# [WORK TO BE COMPLETED]
Output the data below in full, character for character.

·····

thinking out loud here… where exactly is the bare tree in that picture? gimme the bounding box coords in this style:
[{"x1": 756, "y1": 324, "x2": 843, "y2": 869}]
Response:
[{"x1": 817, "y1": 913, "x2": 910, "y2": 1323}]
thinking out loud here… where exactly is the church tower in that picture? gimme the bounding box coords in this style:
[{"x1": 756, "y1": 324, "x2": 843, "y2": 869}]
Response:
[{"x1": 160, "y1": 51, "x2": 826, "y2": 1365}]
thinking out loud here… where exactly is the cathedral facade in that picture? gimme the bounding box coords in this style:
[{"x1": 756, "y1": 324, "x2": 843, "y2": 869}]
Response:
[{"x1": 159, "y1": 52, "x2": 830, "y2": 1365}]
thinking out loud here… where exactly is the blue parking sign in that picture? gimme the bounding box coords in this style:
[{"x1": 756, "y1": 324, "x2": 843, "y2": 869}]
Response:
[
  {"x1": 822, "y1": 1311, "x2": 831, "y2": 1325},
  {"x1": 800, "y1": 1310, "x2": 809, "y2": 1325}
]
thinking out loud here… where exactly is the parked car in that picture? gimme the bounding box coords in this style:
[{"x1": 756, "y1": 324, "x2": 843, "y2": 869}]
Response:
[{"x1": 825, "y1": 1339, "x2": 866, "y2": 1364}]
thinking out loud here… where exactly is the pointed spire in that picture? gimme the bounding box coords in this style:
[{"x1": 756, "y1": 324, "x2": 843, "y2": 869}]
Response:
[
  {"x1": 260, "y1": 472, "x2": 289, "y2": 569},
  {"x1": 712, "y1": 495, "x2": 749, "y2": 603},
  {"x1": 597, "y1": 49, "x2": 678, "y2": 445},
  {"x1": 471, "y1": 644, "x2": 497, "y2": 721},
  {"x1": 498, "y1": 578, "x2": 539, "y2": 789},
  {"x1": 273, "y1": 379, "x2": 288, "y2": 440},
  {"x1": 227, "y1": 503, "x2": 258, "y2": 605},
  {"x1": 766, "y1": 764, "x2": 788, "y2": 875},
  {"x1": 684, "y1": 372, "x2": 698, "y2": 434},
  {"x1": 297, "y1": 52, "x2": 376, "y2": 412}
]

·····

# [THE ANSWER]
thinking out loud here… where exactly is the bare tree in that picture? gimme the bounding box coords in this style:
[{"x1": 756, "y1": 324, "x2": 843, "y2": 869}]
Response:
[{"x1": 817, "y1": 913, "x2": 910, "y2": 1323}]
thinking out loud here… where exactly is the church tower in that picture? gimme the bounding box coords in this style:
[{"x1": 756, "y1": 324, "x2": 843, "y2": 869}]
Response:
[{"x1": 160, "y1": 51, "x2": 826, "y2": 1365}]
thinking out loud here… where exactly is the cathedral facade in that picture? gimme the bounding box coords in this style:
[{"x1": 756, "y1": 324, "x2": 843, "y2": 869}]
Response:
[{"x1": 159, "y1": 52, "x2": 830, "y2": 1365}]
thinking out loud here… where exactly is the blue parking sign in that picture? gimme the bounding box coords in this style:
[{"x1": 756, "y1": 324, "x2": 843, "y2": 869}]
Response:
[
  {"x1": 822, "y1": 1311, "x2": 831, "y2": 1325},
  {"x1": 800, "y1": 1310, "x2": 809, "y2": 1325}
]
thinking out loud here… where exactly is the parked car in that picture? gimme the bounding box coords in this style:
[{"x1": 756, "y1": 324, "x2": 843, "y2": 869}]
Response:
[{"x1": 825, "y1": 1339, "x2": 866, "y2": 1364}]
thinking out loud here… where exactly is the pointed spire in that picture? gimme the bounding box coords in this style:
[{"x1": 756, "y1": 324, "x2": 843, "y2": 869}]
Response:
[
  {"x1": 260, "y1": 472, "x2": 289, "y2": 569},
  {"x1": 712, "y1": 495, "x2": 749, "y2": 603},
  {"x1": 597, "y1": 49, "x2": 678, "y2": 445},
  {"x1": 471, "y1": 644, "x2": 497, "y2": 721},
  {"x1": 498, "y1": 578, "x2": 539, "y2": 789},
  {"x1": 273, "y1": 379, "x2": 288, "y2": 440},
  {"x1": 227, "y1": 503, "x2": 258, "y2": 605},
  {"x1": 766, "y1": 764, "x2": 788, "y2": 875},
  {"x1": 684, "y1": 372, "x2": 698, "y2": 434},
  {"x1": 297, "y1": 52, "x2": 376, "y2": 412}
]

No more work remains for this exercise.